Pick out and copy every line in the records below that contains the word "yellow".

==============================

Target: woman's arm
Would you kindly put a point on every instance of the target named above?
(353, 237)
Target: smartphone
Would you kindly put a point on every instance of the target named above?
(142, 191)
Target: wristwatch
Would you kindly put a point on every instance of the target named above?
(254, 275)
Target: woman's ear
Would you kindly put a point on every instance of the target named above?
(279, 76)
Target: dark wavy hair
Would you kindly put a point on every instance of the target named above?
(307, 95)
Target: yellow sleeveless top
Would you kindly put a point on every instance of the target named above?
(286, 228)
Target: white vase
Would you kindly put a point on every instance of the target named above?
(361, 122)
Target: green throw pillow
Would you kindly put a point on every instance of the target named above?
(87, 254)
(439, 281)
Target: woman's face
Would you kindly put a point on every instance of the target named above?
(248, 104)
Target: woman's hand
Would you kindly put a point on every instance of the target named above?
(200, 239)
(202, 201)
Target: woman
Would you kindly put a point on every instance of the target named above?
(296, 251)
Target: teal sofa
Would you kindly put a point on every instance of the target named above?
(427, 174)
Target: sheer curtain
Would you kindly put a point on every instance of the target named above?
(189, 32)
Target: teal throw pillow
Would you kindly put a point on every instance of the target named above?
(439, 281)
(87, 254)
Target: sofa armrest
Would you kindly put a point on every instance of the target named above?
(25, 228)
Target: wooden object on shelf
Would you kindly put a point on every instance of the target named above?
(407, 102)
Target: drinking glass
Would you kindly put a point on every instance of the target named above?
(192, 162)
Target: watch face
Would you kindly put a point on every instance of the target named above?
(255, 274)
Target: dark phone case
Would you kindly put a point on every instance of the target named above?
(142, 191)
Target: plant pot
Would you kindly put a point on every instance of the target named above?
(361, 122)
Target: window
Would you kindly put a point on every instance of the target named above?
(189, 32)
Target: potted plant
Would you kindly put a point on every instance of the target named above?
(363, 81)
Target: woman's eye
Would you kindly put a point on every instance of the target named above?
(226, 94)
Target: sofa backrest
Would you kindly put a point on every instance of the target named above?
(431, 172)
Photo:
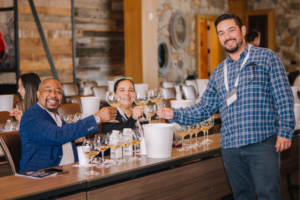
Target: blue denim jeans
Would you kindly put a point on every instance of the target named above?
(254, 167)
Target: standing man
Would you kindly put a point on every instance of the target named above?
(251, 90)
(253, 37)
(47, 141)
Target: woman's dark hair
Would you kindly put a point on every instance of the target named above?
(30, 82)
(226, 16)
(120, 80)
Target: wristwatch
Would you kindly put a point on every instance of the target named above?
(97, 118)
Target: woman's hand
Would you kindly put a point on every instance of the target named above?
(137, 111)
(17, 114)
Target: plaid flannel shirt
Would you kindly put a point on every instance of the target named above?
(264, 105)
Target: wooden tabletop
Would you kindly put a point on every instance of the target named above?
(13, 187)
(146, 165)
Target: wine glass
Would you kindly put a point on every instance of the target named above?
(195, 129)
(141, 99)
(136, 139)
(125, 142)
(114, 143)
(211, 122)
(102, 139)
(183, 131)
(88, 148)
(150, 110)
(114, 101)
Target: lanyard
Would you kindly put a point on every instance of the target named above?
(237, 79)
(124, 116)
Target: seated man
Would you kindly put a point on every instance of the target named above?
(253, 37)
(47, 141)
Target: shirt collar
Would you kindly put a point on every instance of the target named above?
(56, 119)
(242, 55)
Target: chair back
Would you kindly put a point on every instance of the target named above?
(202, 84)
(169, 93)
(11, 145)
(7, 102)
(193, 83)
(141, 87)
(19, 105)
(168, 84)
(69, 109)
(4, 116)
(189, 92)
(100, 91)
(69, 89)
(167, 102)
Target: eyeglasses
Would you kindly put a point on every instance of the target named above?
(126, 78)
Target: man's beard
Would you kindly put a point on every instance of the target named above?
(234, 49)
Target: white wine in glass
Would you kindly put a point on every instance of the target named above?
(182, 132)
(89, 149)
(114, 101)
(141, 99)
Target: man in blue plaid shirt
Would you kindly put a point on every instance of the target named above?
(251, 90)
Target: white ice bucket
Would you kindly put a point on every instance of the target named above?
(159, 138)
(90, 105)
(181, 103)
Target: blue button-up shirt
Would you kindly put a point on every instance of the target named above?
(264, 105)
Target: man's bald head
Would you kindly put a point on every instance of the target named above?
(50, 94)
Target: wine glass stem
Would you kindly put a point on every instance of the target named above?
(102, 158)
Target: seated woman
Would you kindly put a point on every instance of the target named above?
(126, 115)
(28, 86)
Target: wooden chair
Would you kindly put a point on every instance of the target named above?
(169, 93)
(189, 92)
(4, 116)
(11, 145)
(69, 109)
(69, 90)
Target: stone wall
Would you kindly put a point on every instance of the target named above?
(185, 57)
(287, 28)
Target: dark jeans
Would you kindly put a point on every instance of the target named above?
(254, 167)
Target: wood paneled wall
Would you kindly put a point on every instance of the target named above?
(99, 39)
(55, 17)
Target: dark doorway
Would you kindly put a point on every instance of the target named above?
(259, 23)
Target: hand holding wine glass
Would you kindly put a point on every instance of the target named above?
(114, 101)
(89, 149)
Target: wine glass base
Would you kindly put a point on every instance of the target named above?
(91, 173)
(114, 121)
(136, 159)
(103, 165)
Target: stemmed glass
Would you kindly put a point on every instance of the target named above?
(125, 142)
(89, 148)
(211, 122)
(102, 143)
(195, 129)
(136, 139)
(150, 110)
(114, 143)
(114, 101)
(141, 99)
(182, 132)
(156, 96)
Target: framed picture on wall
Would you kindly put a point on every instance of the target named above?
(9, 51)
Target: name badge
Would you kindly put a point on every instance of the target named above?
(231, 97)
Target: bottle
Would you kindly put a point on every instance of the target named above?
(115, 134)
(8, 126)
(128, 150)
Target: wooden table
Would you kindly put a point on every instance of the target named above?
(194, 174)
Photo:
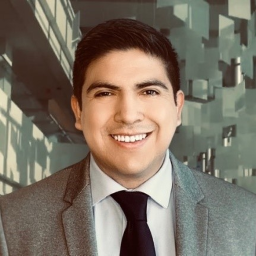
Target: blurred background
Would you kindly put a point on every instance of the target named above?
(216, 44)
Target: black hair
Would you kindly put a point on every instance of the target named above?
(123, 34)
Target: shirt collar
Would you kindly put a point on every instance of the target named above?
(158, 187)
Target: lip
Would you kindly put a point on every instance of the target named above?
(131, 145)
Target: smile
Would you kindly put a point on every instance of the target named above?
(127, 138)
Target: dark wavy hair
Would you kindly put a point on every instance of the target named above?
(123, 34)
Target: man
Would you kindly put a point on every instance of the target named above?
(127, 101)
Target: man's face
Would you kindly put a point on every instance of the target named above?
(128, 114)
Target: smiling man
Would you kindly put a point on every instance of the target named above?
(130, 196)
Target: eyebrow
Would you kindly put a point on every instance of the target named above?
(98, 85)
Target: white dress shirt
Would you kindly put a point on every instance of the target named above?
(110, 221)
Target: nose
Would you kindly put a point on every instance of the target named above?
(129, 110)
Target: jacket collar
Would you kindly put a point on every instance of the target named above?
(191, 214)
(77, 219)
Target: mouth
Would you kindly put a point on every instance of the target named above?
(129, 138)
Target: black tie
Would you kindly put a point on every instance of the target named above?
(137, 239)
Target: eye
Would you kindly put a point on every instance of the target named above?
(103, 94)
(151, 92)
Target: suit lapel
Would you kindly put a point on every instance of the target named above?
(78, 217)
(191, 215)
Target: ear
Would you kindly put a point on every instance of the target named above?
(77, 112)
(179, 105)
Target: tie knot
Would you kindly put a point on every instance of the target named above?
(133, 204)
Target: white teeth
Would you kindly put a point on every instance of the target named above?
(127, 138)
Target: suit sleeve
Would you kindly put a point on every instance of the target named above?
(3, 244)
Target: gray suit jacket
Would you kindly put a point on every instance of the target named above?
(55, 217)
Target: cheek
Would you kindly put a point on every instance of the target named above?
(94, 119)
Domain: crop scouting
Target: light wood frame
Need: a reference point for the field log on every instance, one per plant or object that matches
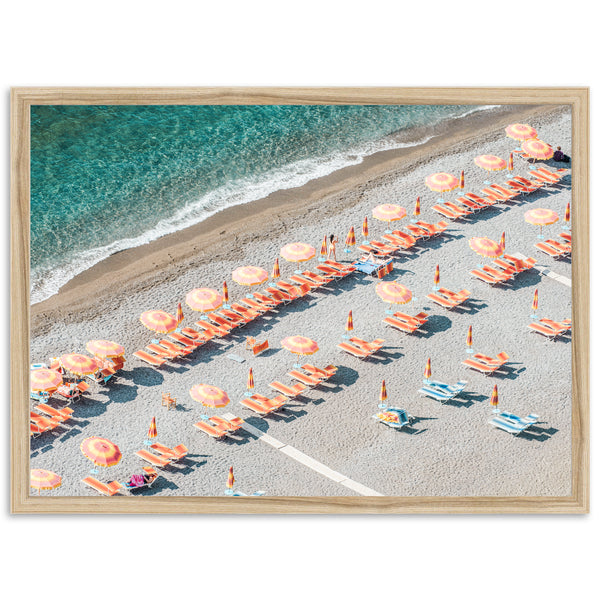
(21, 101)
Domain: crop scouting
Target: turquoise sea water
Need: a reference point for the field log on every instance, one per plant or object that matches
(107, 178)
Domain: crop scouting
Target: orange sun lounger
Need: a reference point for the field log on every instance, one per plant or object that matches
(290, 392)
(156, 461)
(354, 350)
(151, 359)
(107, 489)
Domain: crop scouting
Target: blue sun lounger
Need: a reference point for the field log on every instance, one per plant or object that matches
(513, 424)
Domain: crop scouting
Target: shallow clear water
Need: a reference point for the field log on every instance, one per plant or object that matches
(106, 178)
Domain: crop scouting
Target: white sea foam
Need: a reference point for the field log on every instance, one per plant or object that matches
(45, 282)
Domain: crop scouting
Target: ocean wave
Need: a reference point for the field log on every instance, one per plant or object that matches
(46, 281)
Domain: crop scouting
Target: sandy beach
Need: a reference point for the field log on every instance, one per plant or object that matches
(450, 450)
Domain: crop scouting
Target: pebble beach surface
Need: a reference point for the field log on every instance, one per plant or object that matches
(449, 450)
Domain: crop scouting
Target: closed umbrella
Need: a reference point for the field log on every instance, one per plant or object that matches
(383, 396)
(350, 240)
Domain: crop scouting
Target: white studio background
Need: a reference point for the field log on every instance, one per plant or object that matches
(120, 43)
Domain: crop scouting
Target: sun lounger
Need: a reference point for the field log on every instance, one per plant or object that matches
(62, 415)
(485, 368)
(151, 359)
(307, 380)
(513, 424)
(545, 330)
(290, 392)
(350, 349)
(212, 329)
(179, 349)
(502, 191)
(260, 406)
(443, 301)
(153, 459)
(483, 276)
(324, 373)
(396, 418)
(107, 489)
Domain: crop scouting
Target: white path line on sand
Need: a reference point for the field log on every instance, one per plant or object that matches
(307, 460)
(546, 271)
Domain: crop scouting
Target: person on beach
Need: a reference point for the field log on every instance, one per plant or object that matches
(331, 250)
(559, 156)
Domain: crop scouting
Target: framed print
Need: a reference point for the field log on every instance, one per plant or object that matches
(296, 300)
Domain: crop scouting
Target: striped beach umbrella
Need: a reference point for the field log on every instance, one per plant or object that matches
(350, 239)
(417, 209)
(494, 398)
(250, 276)
(152, 431)
(485, 247)
(41, 479)
(393, 292)
(427, 372)
(102, 452)
(382, 395)
(534, 304)
(250, 383)
(537, 149)
(349, 324)
(275, 274)
(323, 251)
(203, 299)
(298, 252)
(78, 364)
(209, 395)
(520, 131)
(442, 182)
(541, 217)
(389, 213)
(159, 321)
(489, 162)
(44, 380)
(105, 348)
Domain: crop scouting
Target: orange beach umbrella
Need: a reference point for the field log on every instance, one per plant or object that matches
(78, 364)
(486, 247)
(541, 217)
(41, 479)
(102, 452)
(203, 299)
(442, 182)
(209, 395)
(104, 348)
(537, 149)
(250, 275)
(44, 380)
(389, 212)
(520, 131)
(159, 321)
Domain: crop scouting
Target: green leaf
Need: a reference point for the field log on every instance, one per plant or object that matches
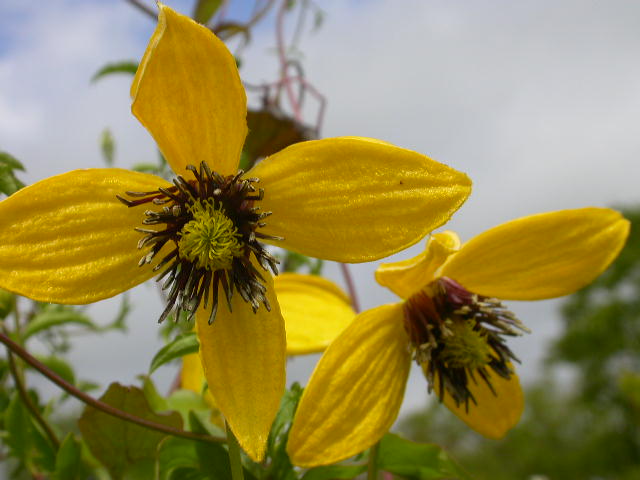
(213, 457)
(59, 366)
(9, 161)
(280, 466)
(9, 184)
(178, 459)
(107, 146)
(271, 130)
(334, 471)
(119, 444)
(68, 460)
(55, 315)
(205, 9)
(125, 66)
(19, 437)
(416, 461)
(183, 344)
(7, 303)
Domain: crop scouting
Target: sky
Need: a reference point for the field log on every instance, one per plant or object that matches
(538, 102)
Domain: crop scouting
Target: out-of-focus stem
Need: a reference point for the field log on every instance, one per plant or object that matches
(346, 273)
(24, 395)
(97, 404)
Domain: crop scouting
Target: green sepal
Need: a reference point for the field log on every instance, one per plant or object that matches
(55, 315)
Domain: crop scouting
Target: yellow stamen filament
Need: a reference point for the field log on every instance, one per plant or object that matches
(210, 240)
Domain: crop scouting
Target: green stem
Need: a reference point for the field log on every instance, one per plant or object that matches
(372, 471)
(24, 395)
(234, 455)
(97, 404)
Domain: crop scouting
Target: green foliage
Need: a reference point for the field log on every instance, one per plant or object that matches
(127, 66)
(9, 184)
(69, 460)
(120, 445)
(108, 147)
(183, 344)
(55, 315)
(416, 461)
(279, 464)
(330, 472)
(586, 427)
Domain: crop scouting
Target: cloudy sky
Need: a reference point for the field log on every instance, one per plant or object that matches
(539, 102)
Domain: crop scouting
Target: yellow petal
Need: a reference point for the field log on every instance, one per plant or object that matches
(406, 277)
(67, 239)
(355, 392)
(494, 415)
(243, 354)
(541, 256)
(355, 199)
(188, 95)
(315, 311)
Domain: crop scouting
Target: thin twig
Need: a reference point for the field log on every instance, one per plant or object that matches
(144, 8)
(22, 391)
(97, 404)
(297, 114)
(350, 287)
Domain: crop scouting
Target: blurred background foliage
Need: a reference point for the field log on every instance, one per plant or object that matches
(582, 418)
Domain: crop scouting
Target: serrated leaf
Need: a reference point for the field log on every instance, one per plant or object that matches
(416, 461)
(127, 66)
(68, 460)
(205, 9)
(183, 344)
(9, 161)
(55, 316)
(212, 457)
(156, 401)
(119, 444)
(331, 472)
(59, 366)
(177, 459)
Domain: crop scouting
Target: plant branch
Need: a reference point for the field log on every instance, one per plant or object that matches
(22, 391)
(346, 273)
(97, 404)
(144, 8)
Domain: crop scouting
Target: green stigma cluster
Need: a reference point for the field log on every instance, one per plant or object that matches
(210, 240)
(465, 345)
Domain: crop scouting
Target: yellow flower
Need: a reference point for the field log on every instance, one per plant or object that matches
(452, 323)
(314, 310)
(67, 239)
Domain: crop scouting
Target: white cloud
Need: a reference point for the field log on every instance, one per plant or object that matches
(538, 101)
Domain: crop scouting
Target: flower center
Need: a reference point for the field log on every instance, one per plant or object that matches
(210, 240)
(211, 224)
(457, 336)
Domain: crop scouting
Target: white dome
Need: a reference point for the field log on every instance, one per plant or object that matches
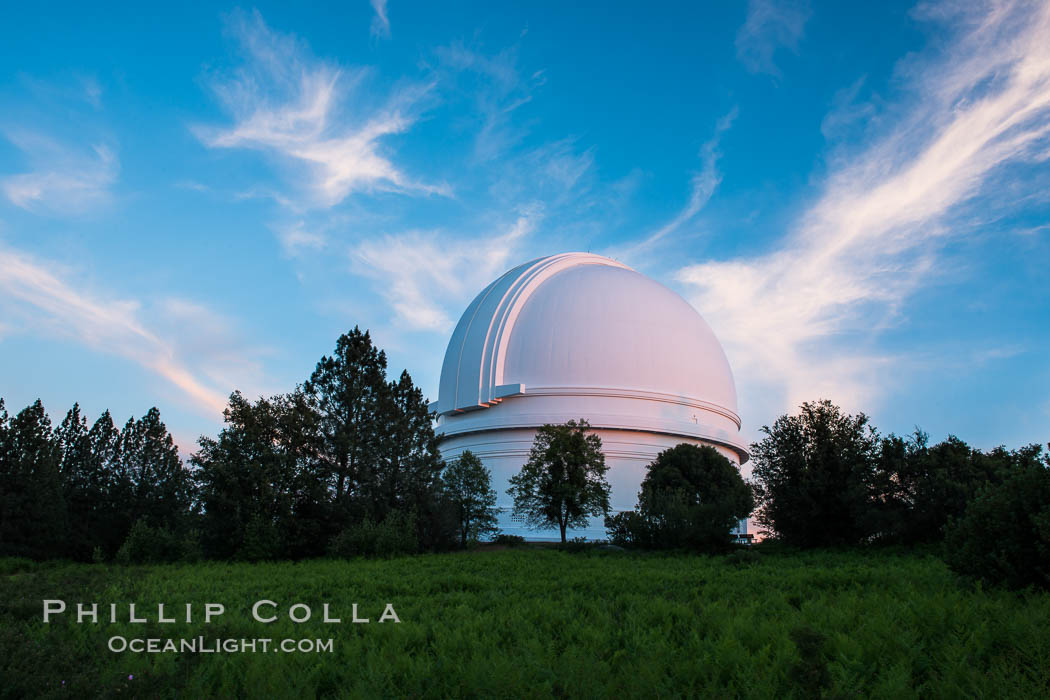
(578, 336)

==============================

Result below.
Target: yellow sleeveless top
Target: yellow stamen filament
Target: yellow petal
Target: yellow flower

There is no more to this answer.